# State savings buying - How to people pay for 50k worth



## elcato (24 Feb 2020)

Sorry if this is a stupid question but looking at the form you get the option of cash, debit card or cheque when applying first time out. How do people buy 50k worth first time around ? Do they just transfer all into one account and give that account ? Can you add a few tranches together over a few days at the start rather than getting a cert each time you buy ? Is there an easier obvious way of doing it online from a few accounts ?


----------



## RedOnion (24 Feb 2020)

Just been through this. I had to get a cheque book!


----------



## Protocol (24 Feb 2020)

I'm guessing bank draft?


----------



## RedOnion (24 Feb 2020)

Protocol said:


> I'm guessing bank draft?


Yes, it would appear a bank draft would be accepted. So maybe I didn't need a cheque book after all!


----------



## Sarenco (24 Feb 2020)

Wouldn't you need to have the necessary funds in your current account in any event to draw a cheque or buy a bank draft?


----------



## RedOnion (24 Feb 2020)

@Sarenco 
I obviously didn't read the question!


----------



## Monbretia (24 Feb 2020)

UB would not issue a draft payable to State Savings or An Post or anything like that in case 'you lose it outside the door' as they say anyone could then lodge it.  I failed miserably trying to buy a large amount of prize bonds for this reason, don't have a debit card or cheque book.   Eventually bought then with a maturing state savings product!


----------



## The Ghoul (24 Feb 2020)

I generally got a draft made out to myself and then signed the back of it and went to the post office with it. It was always accepted. Perhaps policy has changed now, I would ask in the post office beforehand.

My current account is with Ulster Bank and they have always refused to make out a draft payable to another financial institution or to State Savings. In general this is an  awkward bank to deal with and I assumed that this was another example of this.

As for the question in the first post, not sure I understand the few accounts part? I presume you are talking about fixed term State Savings products such as certs. Each transaction is a one off and you get a cert for each. If you want to buy 10 tranches, you'll need 10 separate payments and possibly 10 forms. However once you are deemed to be an existing customer it may be a lot easier - for buying 4 and 10 year bonds they used to give out a card with a barcode on it which was scanned at the counter and no form was needed. I'm not sure if they issue these cards anymore or if there is another method to make life easier for existing customers.

Extracted records -
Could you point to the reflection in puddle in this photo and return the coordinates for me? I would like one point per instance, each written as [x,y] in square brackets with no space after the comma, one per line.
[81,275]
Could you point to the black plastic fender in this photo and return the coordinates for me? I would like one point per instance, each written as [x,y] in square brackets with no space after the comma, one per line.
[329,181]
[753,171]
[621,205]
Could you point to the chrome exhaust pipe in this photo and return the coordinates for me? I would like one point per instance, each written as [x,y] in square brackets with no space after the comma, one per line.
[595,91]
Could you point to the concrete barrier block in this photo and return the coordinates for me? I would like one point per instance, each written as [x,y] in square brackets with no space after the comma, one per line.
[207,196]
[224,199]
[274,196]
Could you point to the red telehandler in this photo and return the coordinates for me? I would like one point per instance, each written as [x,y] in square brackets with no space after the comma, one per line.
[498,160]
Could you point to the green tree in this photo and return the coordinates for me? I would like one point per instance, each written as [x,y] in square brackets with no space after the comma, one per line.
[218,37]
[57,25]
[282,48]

Written task A - In the State Savings thread, which bank refused to make out a draft payable to State Savings?
Written task B - Please continue the State Savings thread from its last sentence.

Task output A - Ulster Bank

Task output B -
----------



## NoRegretsCoyote (25 Feb 2020)

Try reclaiming them when you've changed address!

They make it difficult to purchase, but difficult to draw down as well.


----------



## RedOnion (25 Feb 2020)

Elcato,
To answer the question you asked.
There's a limit on your debit card (both per transaction and per day) so it's not suitable for transferring 50k - you can't do it online (unless you want 10+ separate certs). There's no method for you to initiate a funds transfer to them.
Personally I transferred all the funds to a single current account, and wrote a cheque from there. As above bank draft should work if your bank will issue one. My wife can't remember why we couldn't get one.


----------



## elcato (25 Feb 2020)

Hmmm. So it would appear that you would need to move the appropriate funds to a current account over a good few days due to online limits and then write a cheque if you have such a luxury OR buy them in batches of say 5k and have 10 certs. I suppose the latter could be handy for taking them out in small batches as well.


----------



## SoylentGreen (25 Feb 2020)

I have always used a cheque drawn on my Ulster bank. Oftentimes for amounts above €50k.  I think you can get a cheque/draft  in the EBS payable to another Financial Institution.


----------



## TheJackal (26 Feb 2020)

I used a 50K cheque a few years back for State Savings. Ulster Bank. Tried using debit card previously but way over the limits allowed.


----------



## Freelance (29 Feb 2020)

I’ve purchased 50k worth of Prize Bonds and National Solidarity Bonds online on a number of occasions (as an existing state savings customer) using an Ulster Bank’s Visa Debit Card with no issues. My current account was in funds at the time of the transaction. One suggestion for first time purchase would be to go to a Post Office with €100 and bringing all the AML documents with you and buy Prize Bonds to that value. That will get you an SSCN and should allow you carry out whatever future State Savings transactions you wanted without having to mess around with Drafts, Cheques and all that 20th century stuff. So far as I know the only thing you can’t do online is to invest in the Installment Savings product (That’s a whole other shambolic ball of wax apparently because An Post appear to be unable to originate Direct Debits other than using a paper based process)


----------



## RedOnion (29 Feb 2020)

Freelance said:


> Ulster Bank’s Visa Debit Card with no issues.


You're absolutely correct. I keep forgetting that UB and BOI don't have transaction limits on their cards.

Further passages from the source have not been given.